▶ **Assigned task 1**
In the article on methane on Mars, how long did Curiosity search for methane before scientists reported finding none?
▶ **Assigned task 2**
From the article on methane on Mars, write out the passage starting at "Life on Mars?" and ending at "Crater landing site.", word for word.

____ Passage for review

Life on Mars? Curiosity rover detects mysterious methane 'burps' in Martian atmosphere


A gas strongly associated with life on Earth has been detected again in the Martian atmosphere, opening a new chapter in a decade-old mystery about the on-again, off-again appearance of methane on Mars.

The latest discovery comes from NASA's Curiosity rover, which in addition to analyzing rocks and soil samples, is sniffing the air at its Gale Crater landing site.


A year ago, scientists reported that Curiosity had come up empty-handed after an eight-month search for methane in the atmosphere, leaving earlier detections by ground-based telescopes and Mars-orbiting spacecraft an unexplained anomaly.


"We thought we had closed the book on methane. It was disappointing to a lot of people that there wasn't significant methane on Mars, but that's where we were," Curiosity scientist Christopher Webster with NASA's Jet Propulsion Laboratory in Pasadena, Calif., told Discovery News.

________
____ Source data

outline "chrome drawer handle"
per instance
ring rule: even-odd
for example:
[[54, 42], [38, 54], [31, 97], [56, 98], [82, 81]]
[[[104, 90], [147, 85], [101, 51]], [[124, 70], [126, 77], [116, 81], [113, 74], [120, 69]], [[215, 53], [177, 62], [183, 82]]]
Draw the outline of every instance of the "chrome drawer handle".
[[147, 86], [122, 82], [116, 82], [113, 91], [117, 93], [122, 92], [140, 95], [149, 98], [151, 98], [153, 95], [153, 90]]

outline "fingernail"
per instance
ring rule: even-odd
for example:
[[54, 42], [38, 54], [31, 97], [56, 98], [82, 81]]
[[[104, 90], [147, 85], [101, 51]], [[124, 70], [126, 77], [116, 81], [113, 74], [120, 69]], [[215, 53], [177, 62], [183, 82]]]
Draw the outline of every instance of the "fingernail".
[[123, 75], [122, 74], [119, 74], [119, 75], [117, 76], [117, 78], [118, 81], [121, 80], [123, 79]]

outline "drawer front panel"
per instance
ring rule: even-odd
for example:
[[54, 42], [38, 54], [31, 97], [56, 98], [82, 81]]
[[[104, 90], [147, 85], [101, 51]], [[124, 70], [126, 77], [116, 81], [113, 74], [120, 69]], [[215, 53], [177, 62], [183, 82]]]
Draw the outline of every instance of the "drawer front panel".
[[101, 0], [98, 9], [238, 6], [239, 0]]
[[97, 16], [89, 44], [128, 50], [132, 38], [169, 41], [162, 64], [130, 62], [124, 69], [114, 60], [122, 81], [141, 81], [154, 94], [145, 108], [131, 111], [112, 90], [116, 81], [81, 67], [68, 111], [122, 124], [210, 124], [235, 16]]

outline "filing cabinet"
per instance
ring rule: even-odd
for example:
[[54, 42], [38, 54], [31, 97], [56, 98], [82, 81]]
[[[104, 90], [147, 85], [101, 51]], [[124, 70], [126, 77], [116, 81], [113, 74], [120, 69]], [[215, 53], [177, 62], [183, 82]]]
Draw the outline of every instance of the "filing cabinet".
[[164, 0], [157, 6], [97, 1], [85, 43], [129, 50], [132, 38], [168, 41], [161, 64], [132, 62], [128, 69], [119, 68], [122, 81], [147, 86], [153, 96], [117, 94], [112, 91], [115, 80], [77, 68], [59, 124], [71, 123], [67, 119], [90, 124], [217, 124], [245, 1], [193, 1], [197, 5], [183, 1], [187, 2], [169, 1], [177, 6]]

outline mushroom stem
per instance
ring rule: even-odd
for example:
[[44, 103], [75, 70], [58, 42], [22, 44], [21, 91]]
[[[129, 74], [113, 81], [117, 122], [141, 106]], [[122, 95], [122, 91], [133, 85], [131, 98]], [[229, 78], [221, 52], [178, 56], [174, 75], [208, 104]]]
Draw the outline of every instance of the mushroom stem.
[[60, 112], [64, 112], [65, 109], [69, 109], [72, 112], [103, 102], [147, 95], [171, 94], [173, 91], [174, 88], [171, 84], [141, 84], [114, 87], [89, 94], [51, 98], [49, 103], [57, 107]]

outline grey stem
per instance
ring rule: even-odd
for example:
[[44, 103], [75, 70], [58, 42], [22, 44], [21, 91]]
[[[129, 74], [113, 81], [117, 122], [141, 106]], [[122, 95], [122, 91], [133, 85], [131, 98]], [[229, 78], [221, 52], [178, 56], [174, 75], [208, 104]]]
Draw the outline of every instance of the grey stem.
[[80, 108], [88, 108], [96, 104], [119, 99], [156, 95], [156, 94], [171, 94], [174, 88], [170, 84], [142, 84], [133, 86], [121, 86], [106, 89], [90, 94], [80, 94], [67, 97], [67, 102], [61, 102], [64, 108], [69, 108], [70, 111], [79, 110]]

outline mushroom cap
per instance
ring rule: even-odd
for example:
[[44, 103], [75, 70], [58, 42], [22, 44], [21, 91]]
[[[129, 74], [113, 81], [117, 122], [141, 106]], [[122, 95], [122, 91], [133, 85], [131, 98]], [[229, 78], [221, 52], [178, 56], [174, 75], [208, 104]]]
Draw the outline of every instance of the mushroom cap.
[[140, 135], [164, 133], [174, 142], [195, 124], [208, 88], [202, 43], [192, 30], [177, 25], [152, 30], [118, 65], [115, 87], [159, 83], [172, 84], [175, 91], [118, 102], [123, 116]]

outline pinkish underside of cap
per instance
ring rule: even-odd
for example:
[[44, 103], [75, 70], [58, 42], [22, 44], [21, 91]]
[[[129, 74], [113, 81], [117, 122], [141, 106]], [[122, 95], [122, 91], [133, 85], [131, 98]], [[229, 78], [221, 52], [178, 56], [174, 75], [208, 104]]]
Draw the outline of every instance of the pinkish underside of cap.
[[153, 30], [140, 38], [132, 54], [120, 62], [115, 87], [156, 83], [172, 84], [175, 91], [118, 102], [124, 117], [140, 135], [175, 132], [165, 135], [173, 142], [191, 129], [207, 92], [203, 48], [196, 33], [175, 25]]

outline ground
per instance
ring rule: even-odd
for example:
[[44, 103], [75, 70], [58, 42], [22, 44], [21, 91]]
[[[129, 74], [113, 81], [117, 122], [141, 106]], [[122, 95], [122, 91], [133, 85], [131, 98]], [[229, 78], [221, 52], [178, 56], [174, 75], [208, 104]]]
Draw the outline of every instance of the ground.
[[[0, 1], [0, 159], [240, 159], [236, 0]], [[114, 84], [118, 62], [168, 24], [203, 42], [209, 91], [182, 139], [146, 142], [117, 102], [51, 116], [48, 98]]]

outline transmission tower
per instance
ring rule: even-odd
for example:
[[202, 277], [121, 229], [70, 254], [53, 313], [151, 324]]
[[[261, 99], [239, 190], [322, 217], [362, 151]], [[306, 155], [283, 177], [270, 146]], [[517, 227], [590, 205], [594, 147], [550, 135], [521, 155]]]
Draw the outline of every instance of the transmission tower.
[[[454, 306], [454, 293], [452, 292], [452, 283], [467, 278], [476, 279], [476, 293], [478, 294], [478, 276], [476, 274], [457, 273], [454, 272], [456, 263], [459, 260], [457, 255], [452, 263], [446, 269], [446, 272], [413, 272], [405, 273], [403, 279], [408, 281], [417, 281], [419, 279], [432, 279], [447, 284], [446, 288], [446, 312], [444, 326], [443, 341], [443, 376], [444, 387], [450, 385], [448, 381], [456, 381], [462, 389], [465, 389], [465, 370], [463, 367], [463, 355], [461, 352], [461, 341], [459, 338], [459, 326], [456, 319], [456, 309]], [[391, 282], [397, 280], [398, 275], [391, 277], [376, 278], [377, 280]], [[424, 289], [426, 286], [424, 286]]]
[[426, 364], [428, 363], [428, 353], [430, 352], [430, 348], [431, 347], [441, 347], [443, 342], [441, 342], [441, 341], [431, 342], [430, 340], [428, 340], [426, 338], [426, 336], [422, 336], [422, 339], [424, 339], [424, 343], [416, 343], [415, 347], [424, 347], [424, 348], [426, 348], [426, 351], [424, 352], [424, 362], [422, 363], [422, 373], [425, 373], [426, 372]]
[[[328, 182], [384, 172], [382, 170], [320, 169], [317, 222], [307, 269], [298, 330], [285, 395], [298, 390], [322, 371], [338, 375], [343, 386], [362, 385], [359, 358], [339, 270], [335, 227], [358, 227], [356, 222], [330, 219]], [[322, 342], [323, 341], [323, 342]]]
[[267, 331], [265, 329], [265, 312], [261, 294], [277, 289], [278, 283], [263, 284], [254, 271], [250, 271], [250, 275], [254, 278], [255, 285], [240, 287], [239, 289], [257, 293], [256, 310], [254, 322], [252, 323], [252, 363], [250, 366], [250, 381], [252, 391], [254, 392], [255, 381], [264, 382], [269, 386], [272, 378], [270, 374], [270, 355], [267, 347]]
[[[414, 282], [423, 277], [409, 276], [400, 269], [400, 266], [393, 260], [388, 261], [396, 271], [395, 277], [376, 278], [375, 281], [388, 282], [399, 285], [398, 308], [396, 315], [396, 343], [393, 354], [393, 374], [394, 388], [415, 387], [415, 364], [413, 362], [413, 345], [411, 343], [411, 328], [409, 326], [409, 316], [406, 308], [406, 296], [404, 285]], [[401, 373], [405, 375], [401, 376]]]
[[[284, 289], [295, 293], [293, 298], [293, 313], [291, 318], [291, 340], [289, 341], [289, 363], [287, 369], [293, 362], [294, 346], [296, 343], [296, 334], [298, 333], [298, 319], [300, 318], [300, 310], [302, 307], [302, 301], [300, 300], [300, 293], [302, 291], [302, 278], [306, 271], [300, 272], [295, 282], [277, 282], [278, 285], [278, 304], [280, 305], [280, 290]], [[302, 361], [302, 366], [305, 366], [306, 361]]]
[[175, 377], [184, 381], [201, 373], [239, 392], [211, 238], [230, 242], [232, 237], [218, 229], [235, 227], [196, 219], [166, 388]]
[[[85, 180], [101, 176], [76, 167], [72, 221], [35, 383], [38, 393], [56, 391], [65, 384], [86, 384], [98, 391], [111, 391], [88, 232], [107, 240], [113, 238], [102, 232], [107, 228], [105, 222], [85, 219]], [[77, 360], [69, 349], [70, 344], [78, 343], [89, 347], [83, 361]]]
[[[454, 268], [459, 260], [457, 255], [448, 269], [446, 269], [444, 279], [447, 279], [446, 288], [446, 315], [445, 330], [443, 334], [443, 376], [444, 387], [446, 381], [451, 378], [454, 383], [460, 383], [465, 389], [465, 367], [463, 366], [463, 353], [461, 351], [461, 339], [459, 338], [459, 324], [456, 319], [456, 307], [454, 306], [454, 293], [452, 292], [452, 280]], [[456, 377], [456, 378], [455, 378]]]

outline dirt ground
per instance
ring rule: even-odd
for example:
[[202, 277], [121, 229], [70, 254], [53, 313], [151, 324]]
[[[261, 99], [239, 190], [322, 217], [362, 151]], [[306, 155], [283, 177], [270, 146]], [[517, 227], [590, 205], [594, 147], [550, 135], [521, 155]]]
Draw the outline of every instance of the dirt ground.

________

▶ **Exercise output 1**
Eight months.

▶ **Exercise output 2**
Life on Mars? Curiosity rover detects mysterious methane 'burps' in Martian atmosphere


A gas strongly associated with life on Earth has been detected again in the Martian atmosphere, opening a new chapter in a decade-old mystery about the on-again, off-again appearance of methane on Mars.

The latest discovery comes from NASA's Curiosity rover, which in addition to analyzing rocks and soil samples, is sniffing the air at its Gale Crater landing site.